DIRECTIONS. Pick out each line in the rows below that contains the string "arch" and copy it. Matching is case-sensitive.

RECORDED INFORMATION.
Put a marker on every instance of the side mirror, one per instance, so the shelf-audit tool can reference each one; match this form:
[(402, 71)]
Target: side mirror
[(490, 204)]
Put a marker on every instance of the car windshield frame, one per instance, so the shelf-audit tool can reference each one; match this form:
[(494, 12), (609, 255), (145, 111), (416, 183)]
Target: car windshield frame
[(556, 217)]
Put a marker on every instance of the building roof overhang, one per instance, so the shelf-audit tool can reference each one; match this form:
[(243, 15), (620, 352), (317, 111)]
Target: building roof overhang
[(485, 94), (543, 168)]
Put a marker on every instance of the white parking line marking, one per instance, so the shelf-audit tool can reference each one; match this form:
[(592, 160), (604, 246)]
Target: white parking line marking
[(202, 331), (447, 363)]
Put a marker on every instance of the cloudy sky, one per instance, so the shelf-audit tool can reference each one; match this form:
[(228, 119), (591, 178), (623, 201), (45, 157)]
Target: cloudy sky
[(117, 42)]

* * *

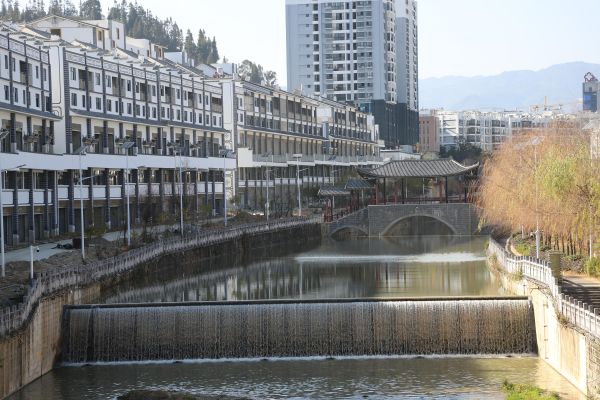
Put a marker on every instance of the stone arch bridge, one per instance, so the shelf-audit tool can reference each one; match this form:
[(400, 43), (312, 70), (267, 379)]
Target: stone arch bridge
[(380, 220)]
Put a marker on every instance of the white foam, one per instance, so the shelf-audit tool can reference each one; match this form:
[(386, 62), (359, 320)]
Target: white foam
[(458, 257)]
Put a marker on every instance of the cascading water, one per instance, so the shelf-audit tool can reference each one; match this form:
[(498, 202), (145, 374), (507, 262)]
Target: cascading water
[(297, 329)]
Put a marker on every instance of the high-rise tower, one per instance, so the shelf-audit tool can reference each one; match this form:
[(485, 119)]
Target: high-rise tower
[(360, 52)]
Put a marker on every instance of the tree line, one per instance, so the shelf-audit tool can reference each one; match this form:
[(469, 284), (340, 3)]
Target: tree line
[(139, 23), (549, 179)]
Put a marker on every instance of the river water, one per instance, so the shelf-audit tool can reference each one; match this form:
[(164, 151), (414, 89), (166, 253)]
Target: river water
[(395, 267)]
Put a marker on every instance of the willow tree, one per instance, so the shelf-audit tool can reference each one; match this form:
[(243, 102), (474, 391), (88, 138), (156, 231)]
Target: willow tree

SOLVED EXERCISE.
Put a marker on every instance of the stone arch bridge, one per instance, so the shelf-audit tool can reference each one; match this form:
Target: stone arch bridge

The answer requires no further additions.